-- Task prompt --
Please give back an exact reproduction of the lines from the one with "Tag each instance of the rear wheel" through the end of the entries below, and no others.

-- Given data --

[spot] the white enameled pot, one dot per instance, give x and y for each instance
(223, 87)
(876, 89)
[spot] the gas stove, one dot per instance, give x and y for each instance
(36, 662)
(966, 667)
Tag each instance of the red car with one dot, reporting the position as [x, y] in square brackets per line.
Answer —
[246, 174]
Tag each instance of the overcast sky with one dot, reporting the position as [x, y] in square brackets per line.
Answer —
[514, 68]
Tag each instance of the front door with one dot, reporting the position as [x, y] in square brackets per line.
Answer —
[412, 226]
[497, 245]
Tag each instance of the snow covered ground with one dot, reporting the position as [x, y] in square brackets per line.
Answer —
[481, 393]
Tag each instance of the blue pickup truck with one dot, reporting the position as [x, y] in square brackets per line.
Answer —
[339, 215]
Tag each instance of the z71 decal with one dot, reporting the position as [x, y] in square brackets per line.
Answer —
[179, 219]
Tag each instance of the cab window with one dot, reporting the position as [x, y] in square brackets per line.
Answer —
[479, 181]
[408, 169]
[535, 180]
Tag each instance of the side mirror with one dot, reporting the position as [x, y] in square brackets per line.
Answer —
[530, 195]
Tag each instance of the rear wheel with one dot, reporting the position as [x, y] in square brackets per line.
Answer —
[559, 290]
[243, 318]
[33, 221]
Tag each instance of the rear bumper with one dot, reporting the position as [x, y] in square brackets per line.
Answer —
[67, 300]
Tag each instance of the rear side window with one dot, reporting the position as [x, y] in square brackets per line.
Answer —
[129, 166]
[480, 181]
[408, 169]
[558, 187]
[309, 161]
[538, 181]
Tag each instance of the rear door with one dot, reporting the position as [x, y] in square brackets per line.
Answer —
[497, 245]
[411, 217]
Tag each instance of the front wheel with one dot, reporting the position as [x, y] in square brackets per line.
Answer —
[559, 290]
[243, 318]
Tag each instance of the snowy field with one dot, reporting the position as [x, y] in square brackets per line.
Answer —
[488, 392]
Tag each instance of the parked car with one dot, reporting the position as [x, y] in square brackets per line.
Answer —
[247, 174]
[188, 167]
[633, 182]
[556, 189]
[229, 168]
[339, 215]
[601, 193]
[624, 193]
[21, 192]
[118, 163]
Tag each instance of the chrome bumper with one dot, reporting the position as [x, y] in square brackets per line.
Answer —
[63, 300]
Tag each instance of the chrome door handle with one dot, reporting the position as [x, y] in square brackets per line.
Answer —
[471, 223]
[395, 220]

-- Exercise solution --
Tag each instance of the rear wheel with one dot, reporting the position as [x, y] in square brackets per line.
Answer —
[559, 290]
[243, 318]
[33, 221]
Tag each instance of the rear bumper with one dot, reporting the position as [x, y] in square brackets per line.
Answer —
[67, 300]
Tag each instance of the rear side window with one dot, reporting the position as [x, y] in square brackets per line.
Answer —
[129, 166]
[480, 181]
[408, 169]
[558, 187]
[309, 161]
[538, 181]
Tag each instance of the rear door with one dot, reporting the position as [x, y] in square brackets per line.
Answer —
[497, 245]
[411, 217]
Tag each instance of the front wheel with one dot, reporting the position as [x, y] in square brackets per line.
Answer —
[559, 290]
[243, 318]
Tag each instance of the snowy field with one dot, reporting the position as [x, y] in square brackets per line.
Answer —
[488, 392]
Tag each instance of the parked car with one dot, reporting the position as [x, y] in square brackets per line.
Answer —
[247, 174]
[188, 167]
[633, 182]
[556, 189]
[229, 168]
[339, 215]
[601, 193]
[624, 193]
[21, 192]
[118, 163]
Tag each instance of the chrome bumper with one dot, reporting the position as [x, y] in square brackets per line.
Answer —
[63, 300]
Tag each instance of the chrome door handle with one dot, reporting the position as [x, y] in square brackets per line.
Answer —
[471, 223]
[395, 220]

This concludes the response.